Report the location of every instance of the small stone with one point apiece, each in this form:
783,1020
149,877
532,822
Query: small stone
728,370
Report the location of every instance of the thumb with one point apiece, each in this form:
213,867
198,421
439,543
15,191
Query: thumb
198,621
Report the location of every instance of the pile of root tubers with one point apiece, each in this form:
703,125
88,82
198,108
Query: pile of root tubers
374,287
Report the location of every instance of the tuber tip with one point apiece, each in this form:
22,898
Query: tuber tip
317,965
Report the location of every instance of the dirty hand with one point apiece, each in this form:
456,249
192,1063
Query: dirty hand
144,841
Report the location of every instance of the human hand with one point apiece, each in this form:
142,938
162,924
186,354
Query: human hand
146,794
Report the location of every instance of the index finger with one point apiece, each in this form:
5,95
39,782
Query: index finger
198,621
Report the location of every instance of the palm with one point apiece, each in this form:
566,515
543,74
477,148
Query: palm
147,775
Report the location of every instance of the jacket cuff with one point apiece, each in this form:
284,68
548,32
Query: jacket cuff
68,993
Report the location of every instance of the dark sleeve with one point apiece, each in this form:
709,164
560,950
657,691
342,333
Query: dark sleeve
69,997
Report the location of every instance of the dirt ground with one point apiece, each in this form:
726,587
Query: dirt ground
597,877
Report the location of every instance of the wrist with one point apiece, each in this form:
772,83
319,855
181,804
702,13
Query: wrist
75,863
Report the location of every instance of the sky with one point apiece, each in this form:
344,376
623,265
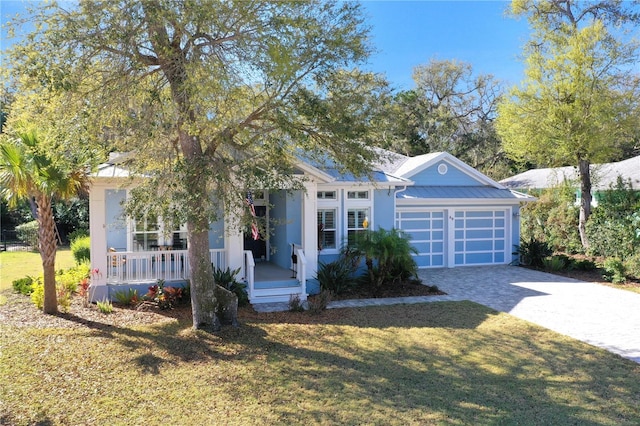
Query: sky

WHAT IS REQUIRED: Each line of the data should be printed again exactly. Please leave pictures out.

SOLUTION FOR THIS EXERCISE:
Report the location of every instance of the small stone with one point apiece, each in this form:
783,1020
149,877
532,822
Query: small stone
728,370
Report the location of every instance of the thumb with one point apiece, each in this form:
213,867
198,421
439,543
15,191
Query: thumb
198,621
Report the location of every instance of the pile of root tubers with one point apiece, each in this form:
703,125
88,82
198,108
Query: pile of root tubers
374,287
Report the location of every instance of the tuber tip with one point apiece, each in this form:
22,898
Query: tuber tip
317,965
Report the location of every instance of the dirty hand with one point apiece, each in this form:
456,249
192,1063
Query: dirty hand
144,841
Report the location of every instance of the human hand with one point apiece, each in this form:
142,938
162,924
186,354
Query: human hand
146,794
Report the location of every instance of the index finger with one point apiece, each in this form:
5,95
39,782
Query: index finger
198,621
Report the location of every instance of the palm with one point apiece, each in this form:
566,515
543,74
477,148
Query: palm
147,775
Report the location of every instance of the jacket cuff with one point apiece, each in this form:
284,68
548,32
Query: jacket cuff
68,993
Report the location of every instance of the dark sleeve with one point apiece, each in this form:
709,164
560,950
657,691
342,333
Query: dark sleeve
69,997
Report the location of every instance of the dirt ground with one point apiece, each in this form:
726,587
Query: dirt ground
597,877
Report the location of every instance of the wrist with one point apiece, each in this form:
772,83
319,855
181,804
702,13
Query: wrist
75,863
Report the location of every instance of the sky with one point apiece, each in this form:
344,376
623,265
Query: sky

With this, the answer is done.